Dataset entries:

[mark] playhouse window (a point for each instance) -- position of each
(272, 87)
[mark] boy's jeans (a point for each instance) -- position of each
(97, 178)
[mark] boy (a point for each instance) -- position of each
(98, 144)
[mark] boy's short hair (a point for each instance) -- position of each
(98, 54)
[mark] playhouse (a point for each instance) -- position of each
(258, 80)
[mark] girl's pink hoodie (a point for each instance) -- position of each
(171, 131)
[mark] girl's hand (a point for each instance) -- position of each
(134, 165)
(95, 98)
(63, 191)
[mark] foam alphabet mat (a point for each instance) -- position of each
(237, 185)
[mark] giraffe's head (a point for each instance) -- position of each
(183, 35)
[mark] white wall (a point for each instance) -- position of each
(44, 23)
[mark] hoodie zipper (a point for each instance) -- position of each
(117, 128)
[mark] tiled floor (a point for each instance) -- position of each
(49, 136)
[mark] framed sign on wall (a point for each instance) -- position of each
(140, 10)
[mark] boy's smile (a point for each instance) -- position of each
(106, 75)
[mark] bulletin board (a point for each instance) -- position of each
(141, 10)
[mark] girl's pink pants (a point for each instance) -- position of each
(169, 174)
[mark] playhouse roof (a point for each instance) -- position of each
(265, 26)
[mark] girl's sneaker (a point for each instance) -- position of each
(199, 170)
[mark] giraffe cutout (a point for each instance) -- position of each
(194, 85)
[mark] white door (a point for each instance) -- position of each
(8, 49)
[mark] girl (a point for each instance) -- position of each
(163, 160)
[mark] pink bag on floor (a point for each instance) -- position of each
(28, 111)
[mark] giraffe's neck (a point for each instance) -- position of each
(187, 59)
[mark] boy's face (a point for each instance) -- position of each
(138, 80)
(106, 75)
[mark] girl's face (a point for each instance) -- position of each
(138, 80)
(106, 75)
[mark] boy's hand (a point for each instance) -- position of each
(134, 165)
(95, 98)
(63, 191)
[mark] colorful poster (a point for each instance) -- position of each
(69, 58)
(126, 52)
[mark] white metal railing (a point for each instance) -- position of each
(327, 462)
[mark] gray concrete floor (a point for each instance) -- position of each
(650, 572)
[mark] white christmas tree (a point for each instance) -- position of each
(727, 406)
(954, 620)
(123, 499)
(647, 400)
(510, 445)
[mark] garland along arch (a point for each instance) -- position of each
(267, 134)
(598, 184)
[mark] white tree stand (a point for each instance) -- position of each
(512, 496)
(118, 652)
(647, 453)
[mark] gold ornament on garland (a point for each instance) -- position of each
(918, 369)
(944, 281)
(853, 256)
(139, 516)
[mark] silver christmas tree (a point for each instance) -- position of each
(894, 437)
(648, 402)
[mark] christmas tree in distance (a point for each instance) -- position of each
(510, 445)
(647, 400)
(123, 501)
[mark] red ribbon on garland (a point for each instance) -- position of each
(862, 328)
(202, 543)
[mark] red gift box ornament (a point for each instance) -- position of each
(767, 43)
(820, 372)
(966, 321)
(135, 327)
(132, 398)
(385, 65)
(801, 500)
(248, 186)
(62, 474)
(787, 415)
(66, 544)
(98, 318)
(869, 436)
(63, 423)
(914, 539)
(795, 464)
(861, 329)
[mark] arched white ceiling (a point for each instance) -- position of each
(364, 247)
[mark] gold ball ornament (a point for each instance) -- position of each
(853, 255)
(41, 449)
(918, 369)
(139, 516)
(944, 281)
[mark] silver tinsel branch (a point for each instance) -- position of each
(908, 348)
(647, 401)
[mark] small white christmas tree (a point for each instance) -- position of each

→ **Your goal**
Write the entries out once more, exactly as they were given.

→ **Answer for the task**
[mark] playhouse window (a point for each instance) -- position of each
(272, 87)
[mark] boy's jeans (a point for each instance) -- position of each
(97, 178)
[mark] boy (a point for each instance) -- position of each
(98, 144)
[mark] boy's short hair (a point for each instance) -- position of each
(98, 54)
[mark] playhouse (a point for each instance) -- position of each
(258, 80)
[mark] girl's pink hoodie (a point for each instance) -- position of each
(171, 131)
[mark] girl's hand (a point for each instance) -- position of each
(134, 165)
(95, 98)
(63, 191)
[mark] foam alphabet mat (a point for each instance) -- position of each
(237, 185)
[mark] giraffe's head (a point for each instance) -- position of each
(183, 35)
[mark] white wall (a point for each instance) -- position of each
(44, 23)
[mark] hoodie zipper (a point for each instance) -- position of each
(117, 128)
[mark] tiled floor (a point for each instance) -- position of each
(49, 136)
[mark] framed sign on wall (a point for each instance) -- position of each
(140, 10)
[mark] boy's smile (a point for each instance) -- position of each
(106, 75)
[mark] bulletin board (a point for each instance) -- position of each
(141, 10)
[mark] girl's pink pants (a point for each instance) -- position of each
(169, 174)
[mark] playhouse roof (a point for each instance) -- position of each
(265, 26)
[mark] girl's sneaker (a point for each instance) -- position of each
(199, 170)
[mark] giraffe cutout (a point for each instance) -- position of each
(194, 85)
[mark] white door (a point for each instance) -- position of each
(8, 49)
[mark] girl (a point for each instance) -- position of each
(163, 160)
[mark] pink bag on floor (a point for each instance) -- position of each
(28, 111)
[mark] giraffe's neck (a point for each instance) -- position of each
(187, 59)
[mark] boy's face (a point for each instance) -- position of each
(138, 80)
(106, 75)
[mark] girl's face (a point for each instance) -- position of each
(138, 80)
(106, 75)
[mark] boy's hand (a point for each instance) -- position of each
(134, 165)
(95, 98)
(63, 191)
[mark] colorful poster (a point for each instance) -- position of each
(69, 58)
(126, 52)
[mark] white metal railing (a point for each instance) -- position of each
(327, 462)
[mark] gray concrete floor (a point for each instance) -- position of each
(650, 572)
[mark] white christmas tree (a point for each instance) -- position of each
(727, 406)
(954, 620)
(123, 499)
(647, 400)
(510, 445)
[mark] garland along arch (a point for each instance) -- position of each
(267, 134)
(598, 184)
[mark] white tree stand (a point for each instance) -- position of each
(512, 496)
(118, 652)
(647, 453)
[mark] gold ornament on garland (a point for each instance) -- position of each
(918, 369)
(944, 281)
(853, 256)
(139, 516)
[mark] silver christmas tree (a point for each instance) -- position of each
(894, 437)
(648, 402)
[mark] christmas tree in distance (a point for each instance) -- position of each
(510, 445)
(647, 400)
(123, 501)
[mark] red ribbon on garland (a point for each instance) -- position of each
(862, 328)
(202, 543)
[mark] red gift box ornament (a point for each instance) -- position of each
(767, 43)
(820, 372)
(966, 321)
(135, 327)
(132, 398)
(385, 65)
(801, 500)
(248, 186)
(62, 474)
(787, 415)
(66, 544)
(98, 318)
(869, 436)
(63, 423)
(914, 539)
(795, 464)
(861, 329)
[mark] arched white ceiling (a point for each instance) -- position of each
(364, 247)
[mark] gold ball ornament (a point for each instance) -- position of each
(853, 255)
(41, 449)
(918, 369)
(139, 516)
(944, 281)
[mark] silver tinsel branch (a point for each instance) -- position of each
(908, 348)
(647, 401)
[mark] small white christmas tree (a point for each instance) -- position of each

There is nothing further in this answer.